Challenge => Recast the lines starting at the one containing "Give the segmentation of every instance of the <item>marching" and ending at the one containing "Mark the region of each instance of the <item>marching" as a Markdown table with the columns Number and Line, numbering each row and skipping blank lines. Include only those lines.

Data rows =>
- - -

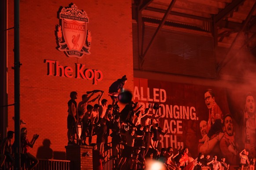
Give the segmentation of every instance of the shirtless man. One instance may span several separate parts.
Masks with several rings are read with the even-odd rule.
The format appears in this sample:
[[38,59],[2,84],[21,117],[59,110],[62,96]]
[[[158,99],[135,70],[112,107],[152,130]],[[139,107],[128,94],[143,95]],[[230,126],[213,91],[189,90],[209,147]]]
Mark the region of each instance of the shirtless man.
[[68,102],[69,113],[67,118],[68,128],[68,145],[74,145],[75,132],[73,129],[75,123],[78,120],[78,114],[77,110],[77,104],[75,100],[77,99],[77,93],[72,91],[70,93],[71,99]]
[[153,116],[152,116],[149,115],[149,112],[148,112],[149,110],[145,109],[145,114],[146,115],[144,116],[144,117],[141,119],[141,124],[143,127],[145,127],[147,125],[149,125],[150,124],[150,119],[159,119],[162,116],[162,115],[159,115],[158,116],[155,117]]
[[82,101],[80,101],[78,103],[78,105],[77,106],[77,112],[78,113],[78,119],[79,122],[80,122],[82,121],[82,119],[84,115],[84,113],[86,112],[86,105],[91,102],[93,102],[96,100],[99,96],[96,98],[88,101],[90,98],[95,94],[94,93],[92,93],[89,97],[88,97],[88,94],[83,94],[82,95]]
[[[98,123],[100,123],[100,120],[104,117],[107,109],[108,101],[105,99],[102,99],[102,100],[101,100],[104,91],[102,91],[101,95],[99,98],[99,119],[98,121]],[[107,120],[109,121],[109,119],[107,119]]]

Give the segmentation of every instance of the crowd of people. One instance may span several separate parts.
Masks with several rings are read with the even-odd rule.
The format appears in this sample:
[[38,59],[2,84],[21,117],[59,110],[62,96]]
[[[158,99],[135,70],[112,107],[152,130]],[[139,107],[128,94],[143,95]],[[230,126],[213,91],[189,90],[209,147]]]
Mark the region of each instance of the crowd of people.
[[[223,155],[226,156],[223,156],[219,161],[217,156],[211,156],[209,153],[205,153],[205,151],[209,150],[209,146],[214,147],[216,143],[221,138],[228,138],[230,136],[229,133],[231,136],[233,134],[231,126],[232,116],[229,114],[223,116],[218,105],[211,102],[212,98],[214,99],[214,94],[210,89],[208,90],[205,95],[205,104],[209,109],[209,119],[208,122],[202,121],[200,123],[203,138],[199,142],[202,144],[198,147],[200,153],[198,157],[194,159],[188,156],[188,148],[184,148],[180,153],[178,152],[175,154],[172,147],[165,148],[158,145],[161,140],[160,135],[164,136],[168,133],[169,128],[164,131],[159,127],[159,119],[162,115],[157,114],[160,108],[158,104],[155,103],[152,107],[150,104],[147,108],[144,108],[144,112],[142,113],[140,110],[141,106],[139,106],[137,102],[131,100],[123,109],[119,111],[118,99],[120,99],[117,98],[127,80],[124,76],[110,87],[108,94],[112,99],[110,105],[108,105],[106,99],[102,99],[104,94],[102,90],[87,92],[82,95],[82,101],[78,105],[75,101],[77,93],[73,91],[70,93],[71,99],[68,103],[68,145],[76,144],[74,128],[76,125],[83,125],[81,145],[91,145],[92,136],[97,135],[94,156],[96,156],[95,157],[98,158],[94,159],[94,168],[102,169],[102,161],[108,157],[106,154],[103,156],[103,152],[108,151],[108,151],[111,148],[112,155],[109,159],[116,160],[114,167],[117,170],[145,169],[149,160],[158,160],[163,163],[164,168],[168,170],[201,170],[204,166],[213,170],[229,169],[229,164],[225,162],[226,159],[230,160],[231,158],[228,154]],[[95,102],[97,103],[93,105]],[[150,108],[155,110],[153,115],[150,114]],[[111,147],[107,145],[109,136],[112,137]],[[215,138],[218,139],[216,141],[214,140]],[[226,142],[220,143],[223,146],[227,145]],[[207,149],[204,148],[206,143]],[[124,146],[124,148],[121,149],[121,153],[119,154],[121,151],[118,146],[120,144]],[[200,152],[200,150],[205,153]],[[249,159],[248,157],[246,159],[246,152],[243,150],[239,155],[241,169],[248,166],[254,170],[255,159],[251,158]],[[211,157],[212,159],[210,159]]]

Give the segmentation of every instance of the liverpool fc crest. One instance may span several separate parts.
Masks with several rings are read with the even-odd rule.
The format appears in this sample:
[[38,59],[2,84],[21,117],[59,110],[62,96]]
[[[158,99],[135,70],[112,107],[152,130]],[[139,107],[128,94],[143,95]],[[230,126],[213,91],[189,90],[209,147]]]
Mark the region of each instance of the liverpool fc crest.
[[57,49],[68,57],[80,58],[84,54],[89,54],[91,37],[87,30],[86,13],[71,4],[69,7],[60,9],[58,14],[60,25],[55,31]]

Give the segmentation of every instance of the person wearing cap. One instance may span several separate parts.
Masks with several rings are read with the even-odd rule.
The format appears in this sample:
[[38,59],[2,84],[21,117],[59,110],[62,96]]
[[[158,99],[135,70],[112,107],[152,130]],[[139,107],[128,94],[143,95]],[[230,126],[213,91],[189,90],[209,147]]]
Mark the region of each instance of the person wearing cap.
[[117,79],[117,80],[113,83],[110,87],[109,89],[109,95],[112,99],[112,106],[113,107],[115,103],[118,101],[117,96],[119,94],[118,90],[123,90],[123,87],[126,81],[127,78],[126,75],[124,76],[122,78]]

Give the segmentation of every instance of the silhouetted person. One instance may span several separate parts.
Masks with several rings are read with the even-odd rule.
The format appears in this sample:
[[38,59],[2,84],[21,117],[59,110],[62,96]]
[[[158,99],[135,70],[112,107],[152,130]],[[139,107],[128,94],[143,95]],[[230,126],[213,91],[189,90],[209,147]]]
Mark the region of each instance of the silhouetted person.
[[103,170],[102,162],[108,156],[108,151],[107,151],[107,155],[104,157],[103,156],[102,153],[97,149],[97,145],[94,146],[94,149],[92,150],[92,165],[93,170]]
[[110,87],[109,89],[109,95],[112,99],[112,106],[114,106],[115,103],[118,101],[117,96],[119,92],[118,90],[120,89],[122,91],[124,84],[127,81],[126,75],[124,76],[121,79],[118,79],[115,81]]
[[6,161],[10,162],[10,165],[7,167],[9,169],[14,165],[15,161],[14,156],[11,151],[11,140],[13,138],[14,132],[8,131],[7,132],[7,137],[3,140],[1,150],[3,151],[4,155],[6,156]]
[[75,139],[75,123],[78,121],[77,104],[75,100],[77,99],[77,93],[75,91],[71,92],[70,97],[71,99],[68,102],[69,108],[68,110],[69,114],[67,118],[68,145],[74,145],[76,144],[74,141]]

- - -

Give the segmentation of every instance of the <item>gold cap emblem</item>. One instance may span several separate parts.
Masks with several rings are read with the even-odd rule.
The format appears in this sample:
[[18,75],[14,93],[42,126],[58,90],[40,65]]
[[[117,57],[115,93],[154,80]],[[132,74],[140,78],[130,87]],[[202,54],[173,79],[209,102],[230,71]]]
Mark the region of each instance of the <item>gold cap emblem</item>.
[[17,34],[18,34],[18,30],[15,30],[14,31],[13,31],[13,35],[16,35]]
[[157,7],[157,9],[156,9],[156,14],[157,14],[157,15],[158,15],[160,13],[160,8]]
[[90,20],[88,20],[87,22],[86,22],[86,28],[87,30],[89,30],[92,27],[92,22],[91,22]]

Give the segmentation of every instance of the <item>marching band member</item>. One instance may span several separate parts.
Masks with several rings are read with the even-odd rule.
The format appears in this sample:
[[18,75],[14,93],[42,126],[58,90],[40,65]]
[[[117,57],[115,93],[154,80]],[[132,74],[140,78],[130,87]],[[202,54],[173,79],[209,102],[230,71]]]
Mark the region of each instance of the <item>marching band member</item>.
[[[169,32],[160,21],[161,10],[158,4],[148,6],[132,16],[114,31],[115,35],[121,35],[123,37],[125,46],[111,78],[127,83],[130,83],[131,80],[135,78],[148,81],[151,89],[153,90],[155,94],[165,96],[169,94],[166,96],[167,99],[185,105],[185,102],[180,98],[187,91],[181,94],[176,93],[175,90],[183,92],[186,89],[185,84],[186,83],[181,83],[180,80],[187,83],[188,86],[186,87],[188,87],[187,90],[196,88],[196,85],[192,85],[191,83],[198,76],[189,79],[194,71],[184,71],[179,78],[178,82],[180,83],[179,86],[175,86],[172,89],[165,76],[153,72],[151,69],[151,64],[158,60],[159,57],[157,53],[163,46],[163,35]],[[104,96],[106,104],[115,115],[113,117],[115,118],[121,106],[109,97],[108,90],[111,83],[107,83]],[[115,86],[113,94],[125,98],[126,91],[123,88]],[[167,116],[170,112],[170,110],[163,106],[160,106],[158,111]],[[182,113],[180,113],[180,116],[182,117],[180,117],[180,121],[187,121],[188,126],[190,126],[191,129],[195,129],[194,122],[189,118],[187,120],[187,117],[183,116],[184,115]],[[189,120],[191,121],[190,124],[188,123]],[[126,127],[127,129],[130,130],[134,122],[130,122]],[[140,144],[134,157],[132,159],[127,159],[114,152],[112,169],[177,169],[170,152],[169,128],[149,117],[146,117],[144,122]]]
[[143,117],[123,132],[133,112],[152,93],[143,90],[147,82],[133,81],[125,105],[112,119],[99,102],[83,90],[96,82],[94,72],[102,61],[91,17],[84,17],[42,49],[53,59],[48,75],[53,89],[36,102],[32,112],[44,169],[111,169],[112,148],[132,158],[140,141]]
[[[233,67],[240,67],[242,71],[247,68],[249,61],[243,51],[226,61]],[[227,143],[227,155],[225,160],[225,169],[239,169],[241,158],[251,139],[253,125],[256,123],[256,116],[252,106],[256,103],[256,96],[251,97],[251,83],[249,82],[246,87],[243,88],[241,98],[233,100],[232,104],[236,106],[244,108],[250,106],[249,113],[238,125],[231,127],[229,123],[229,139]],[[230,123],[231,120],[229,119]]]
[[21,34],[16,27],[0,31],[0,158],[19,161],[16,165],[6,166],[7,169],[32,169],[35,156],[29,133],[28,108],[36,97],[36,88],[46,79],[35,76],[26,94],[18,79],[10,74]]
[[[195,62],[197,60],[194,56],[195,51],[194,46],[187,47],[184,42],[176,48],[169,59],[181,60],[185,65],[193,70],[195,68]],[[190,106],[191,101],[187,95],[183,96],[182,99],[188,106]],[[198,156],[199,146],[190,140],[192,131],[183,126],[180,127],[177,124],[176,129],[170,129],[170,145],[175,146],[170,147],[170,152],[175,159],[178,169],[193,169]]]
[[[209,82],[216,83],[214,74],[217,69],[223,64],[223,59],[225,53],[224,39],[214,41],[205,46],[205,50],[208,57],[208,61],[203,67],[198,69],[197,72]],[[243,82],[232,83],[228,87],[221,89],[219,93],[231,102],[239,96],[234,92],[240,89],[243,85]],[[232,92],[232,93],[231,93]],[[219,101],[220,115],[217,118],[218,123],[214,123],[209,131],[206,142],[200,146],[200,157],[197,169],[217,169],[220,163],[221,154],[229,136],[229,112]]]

- - -

Expected answer =>
| Number | Line |
|---|---|
| 1 | Give the segmentation of every instance of the <item>marching band member</item>. One instance may span several separate parts. |
| 2 | Masks with several rings are read with the even-odd rule. |
| 3 | The format appears in this sample: |
| 4 | [[18,75],[14,93],[42,126],[58,90],[40,65]] |
| 5 | [[[117,57],[115,93],[154,80]],[[132,74],[140,78],[130,87]],[[202,54],[173,79],[209,102],[230,71]]] |
| 6 | Mark the region of each instance of the <item>marching band member</item>. |